» AIM OF THE TASK:
Could you retype the entries below word for word, beginning with the line that contains "In this exercise you will annotate the background" and continuing through the end of the entries?

-- start PROVIDED INFORMATION --

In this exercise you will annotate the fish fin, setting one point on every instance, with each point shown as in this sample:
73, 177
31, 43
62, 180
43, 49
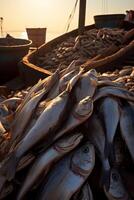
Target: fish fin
9, 167
105, 178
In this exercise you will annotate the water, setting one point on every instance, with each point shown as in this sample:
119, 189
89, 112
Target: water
23, 35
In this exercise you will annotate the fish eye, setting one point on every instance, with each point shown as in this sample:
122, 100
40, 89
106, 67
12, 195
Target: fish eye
115, 177
86, 150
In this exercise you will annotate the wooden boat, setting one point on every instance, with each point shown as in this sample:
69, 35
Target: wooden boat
12, 51
27, 65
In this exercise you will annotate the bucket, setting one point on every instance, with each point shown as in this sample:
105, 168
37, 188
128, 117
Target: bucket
109, 21
37, 35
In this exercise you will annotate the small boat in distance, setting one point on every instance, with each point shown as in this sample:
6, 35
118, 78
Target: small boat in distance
12, 51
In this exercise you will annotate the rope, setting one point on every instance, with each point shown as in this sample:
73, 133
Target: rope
71, 16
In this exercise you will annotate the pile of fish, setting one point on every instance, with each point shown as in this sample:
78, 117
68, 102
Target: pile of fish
89, 45
70, 136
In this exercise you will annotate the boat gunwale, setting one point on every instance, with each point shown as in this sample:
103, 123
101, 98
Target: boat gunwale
26, 61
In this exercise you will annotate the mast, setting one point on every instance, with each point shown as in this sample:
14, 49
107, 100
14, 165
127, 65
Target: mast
82, 16
1, 26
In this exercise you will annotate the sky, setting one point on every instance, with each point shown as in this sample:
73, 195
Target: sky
53, 14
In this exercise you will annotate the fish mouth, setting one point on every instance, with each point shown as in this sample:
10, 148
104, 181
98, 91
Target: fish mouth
79, 117
75, 141
79, 171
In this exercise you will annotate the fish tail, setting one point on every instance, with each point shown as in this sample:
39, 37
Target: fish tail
2, 182
108, 148
105, 178
9, 167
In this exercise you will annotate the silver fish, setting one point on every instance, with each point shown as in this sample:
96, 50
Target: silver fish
38, 87
117, 190
86, 86
96, 136
127, 127
27, 110
48, 122
62, 84
109, 111
2, 129
113, 91
69, 174
80, 113
12, 103
42, 165
84, 194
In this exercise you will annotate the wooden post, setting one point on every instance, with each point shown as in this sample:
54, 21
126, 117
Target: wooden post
82, 15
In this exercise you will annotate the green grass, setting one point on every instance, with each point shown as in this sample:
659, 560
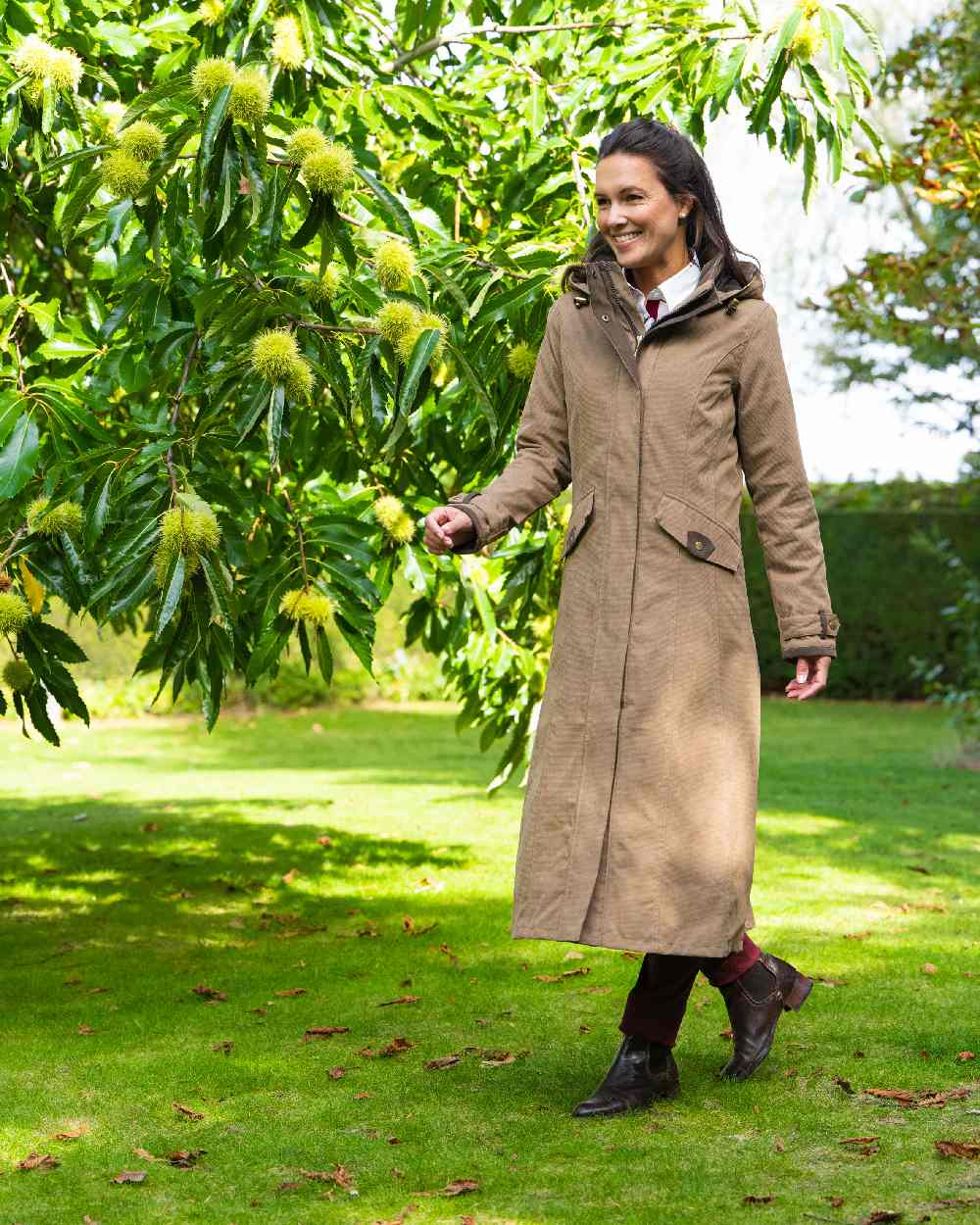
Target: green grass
862, 828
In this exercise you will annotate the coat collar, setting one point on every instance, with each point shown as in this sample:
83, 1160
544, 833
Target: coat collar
602, 284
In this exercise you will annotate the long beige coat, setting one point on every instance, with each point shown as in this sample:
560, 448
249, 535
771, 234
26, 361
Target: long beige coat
640, 812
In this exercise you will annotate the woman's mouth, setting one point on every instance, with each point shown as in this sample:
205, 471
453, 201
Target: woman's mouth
626, 238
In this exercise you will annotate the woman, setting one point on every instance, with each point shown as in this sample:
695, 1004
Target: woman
660, 385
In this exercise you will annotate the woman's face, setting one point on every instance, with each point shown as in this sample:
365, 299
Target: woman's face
636, 214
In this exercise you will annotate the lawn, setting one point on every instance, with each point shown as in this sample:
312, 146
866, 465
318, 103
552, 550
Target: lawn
180, 910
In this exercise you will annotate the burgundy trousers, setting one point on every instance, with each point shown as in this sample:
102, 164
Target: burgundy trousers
656, 1004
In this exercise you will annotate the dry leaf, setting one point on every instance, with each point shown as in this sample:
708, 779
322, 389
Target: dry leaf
38, 1161
324, 1032
72, 1135
185, 1157
496, 1058
209, 993
396, 1047
955, 1148
187, 1111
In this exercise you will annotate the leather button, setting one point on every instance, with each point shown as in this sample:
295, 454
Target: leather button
700, 544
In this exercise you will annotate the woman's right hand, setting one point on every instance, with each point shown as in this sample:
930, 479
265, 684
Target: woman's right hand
446, 527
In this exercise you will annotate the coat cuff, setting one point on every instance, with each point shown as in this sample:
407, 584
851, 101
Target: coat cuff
474, 544
808, 635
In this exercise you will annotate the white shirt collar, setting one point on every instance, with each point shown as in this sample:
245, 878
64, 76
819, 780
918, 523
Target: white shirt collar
671, 292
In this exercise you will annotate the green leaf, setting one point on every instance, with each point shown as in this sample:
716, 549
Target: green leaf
323, 656
274, 422
19, 457
174, 589
416, 366
77, 204
64, 348
868, 29
396, 211
37, 704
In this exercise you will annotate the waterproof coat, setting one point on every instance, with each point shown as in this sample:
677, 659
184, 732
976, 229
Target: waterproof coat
640, 811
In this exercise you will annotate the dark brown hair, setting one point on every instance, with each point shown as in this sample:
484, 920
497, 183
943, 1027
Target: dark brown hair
682, 172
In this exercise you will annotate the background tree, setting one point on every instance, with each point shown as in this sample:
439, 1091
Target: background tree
274, 282
909, 318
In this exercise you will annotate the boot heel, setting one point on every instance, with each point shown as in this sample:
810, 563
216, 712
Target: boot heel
798, 994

-- end PROVIDED INFORMATION --

» EXERCISE SOLUTION:
In this exercise you will annotate the background tree, setting one point on every instance, with each point shown as in this sample:
439, 1091
Target: background tree
274, 282
909, 318
In this exercise you will annotate the boot heel, setting one point on every instance, with each point shown as in this sample:
810, 563
216, 712
Target: boot heel
798, 994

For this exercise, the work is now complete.